WORK REQUEST -> Rewrite the blog post from the words "Don't ever use" through "all he gave.", replacing "appetizers" with "entrees".

Monday, May 16, 2011

SATURDAY, MAY 14, 2011 189

I have missed sooooooooo many days!!!  Oooooooo talk about tired.  Talk about proud and happy.  I was dreading yesterday and I don't know why.  I had an amazing day and I am so proud of myself for bringing an idea to life.  My cousin and I talked about throwing a party to celebrate my mom.  My dad used to always say, 'gimmie my flowers befo I die' and that is what I wanted to do.  I have so much going on in my life and she wasn't confident that I would be able to follow my good intentions with action.  Truth be told neither was I.  But I am sick and tired of letting my intentions and ideas go by the wayside.  I wanted to reach up and grab one idea and see it through.  Just start and finish something again.  Not that I haven't started or finished many things, I have but the starting and finishing an idea is much different than the start and finish of something structured and established.  All that to say, minus the caterer, my mother's birthday celebration was everything that my heart intended and it feels very good inside.  My assistant was a dream and we worked seamlessly together on one accord and pulled off a wonderful celebration of life.

Don't ever use   American Traditional Caterers.  I absolutely loved them until the day of the event when they showed up 30 minutes before the opening of the doors with excuses, burnt some of the appetizers, and then refused to refund any portion of my money after starting almost an hour late and causing guests to wait for food is unacceptable.  Excuses are all he gave.

DATA SECTION ->

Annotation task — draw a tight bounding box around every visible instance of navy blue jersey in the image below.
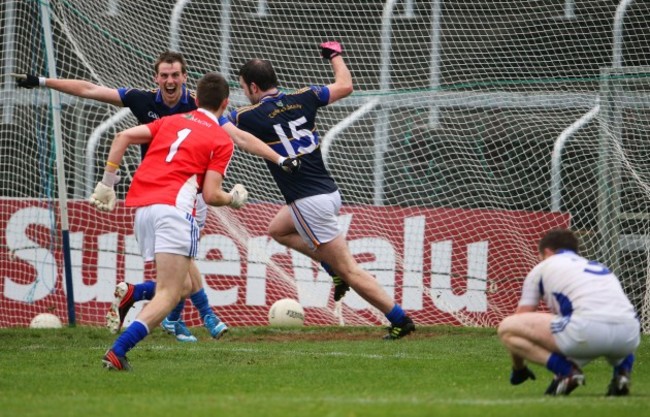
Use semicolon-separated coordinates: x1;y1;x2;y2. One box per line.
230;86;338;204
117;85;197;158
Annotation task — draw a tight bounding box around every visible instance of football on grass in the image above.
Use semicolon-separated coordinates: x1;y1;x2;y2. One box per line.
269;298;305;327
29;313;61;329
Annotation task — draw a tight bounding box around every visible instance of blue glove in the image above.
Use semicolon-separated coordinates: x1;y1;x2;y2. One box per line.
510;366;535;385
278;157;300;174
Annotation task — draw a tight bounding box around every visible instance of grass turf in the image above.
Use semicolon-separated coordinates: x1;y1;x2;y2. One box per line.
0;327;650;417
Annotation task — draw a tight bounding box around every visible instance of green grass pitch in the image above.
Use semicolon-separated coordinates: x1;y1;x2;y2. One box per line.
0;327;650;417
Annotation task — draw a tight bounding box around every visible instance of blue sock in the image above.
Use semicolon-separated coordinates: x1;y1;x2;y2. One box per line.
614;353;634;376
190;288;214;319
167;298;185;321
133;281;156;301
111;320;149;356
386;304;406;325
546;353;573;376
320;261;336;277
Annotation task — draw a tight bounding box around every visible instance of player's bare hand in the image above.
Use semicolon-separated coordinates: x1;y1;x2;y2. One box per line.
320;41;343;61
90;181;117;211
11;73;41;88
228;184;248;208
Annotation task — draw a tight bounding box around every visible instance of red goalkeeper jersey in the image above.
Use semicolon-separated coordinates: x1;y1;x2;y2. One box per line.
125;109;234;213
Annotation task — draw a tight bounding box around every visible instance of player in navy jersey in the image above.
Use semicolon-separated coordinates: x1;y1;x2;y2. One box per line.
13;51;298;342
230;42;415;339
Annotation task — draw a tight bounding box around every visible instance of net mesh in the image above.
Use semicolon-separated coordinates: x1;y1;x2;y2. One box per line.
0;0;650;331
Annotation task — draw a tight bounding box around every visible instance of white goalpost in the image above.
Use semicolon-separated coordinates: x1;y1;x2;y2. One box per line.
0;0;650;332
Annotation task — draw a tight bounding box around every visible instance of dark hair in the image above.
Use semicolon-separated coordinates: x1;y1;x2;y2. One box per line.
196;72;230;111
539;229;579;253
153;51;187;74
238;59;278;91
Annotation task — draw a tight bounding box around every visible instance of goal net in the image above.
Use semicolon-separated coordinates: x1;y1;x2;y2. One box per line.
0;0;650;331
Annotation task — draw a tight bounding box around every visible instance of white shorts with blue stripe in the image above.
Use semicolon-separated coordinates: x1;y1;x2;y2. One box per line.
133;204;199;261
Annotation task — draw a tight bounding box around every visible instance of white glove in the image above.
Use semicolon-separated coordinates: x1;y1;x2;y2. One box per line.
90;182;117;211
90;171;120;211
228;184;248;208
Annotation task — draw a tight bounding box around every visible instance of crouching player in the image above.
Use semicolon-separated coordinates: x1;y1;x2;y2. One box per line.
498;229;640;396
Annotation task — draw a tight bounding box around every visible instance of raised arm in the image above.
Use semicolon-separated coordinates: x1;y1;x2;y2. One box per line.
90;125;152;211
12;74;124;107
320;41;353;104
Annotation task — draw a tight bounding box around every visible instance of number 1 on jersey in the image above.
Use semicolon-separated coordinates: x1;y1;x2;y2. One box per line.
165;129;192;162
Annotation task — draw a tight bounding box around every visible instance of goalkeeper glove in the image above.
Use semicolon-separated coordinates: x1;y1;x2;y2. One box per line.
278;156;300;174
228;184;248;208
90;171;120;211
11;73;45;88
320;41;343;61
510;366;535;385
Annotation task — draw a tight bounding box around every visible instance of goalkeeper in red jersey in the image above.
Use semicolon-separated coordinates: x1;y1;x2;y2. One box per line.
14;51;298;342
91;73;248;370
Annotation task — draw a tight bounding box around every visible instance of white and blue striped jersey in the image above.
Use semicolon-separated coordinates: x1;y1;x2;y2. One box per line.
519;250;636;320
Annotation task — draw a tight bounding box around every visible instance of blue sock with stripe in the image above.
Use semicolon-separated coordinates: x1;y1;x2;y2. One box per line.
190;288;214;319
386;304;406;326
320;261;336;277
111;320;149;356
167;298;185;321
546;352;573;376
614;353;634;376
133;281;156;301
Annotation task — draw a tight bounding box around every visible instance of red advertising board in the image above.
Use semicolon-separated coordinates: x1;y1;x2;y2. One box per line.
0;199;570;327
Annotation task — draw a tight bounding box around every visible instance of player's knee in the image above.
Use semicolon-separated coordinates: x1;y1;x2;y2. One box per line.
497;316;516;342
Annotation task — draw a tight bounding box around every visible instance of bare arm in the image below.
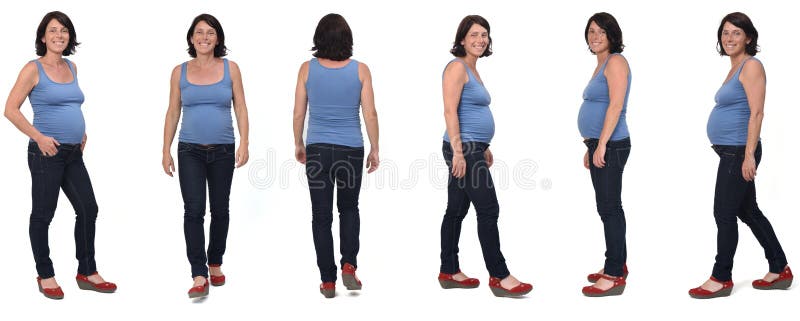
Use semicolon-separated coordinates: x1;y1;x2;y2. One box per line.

EXERCISE RESPONSE ->
Don't ever use   American Traditional Caterers.  I absolutely loved them until the day of the event when they showed up 30 minutes before the opening of the doors with excuses, burnt some of the entrees, and then refused to refund any portion of my money after starting almost an hour late and causing guests to wait for food is unacceptable.  Excuses are all he gave.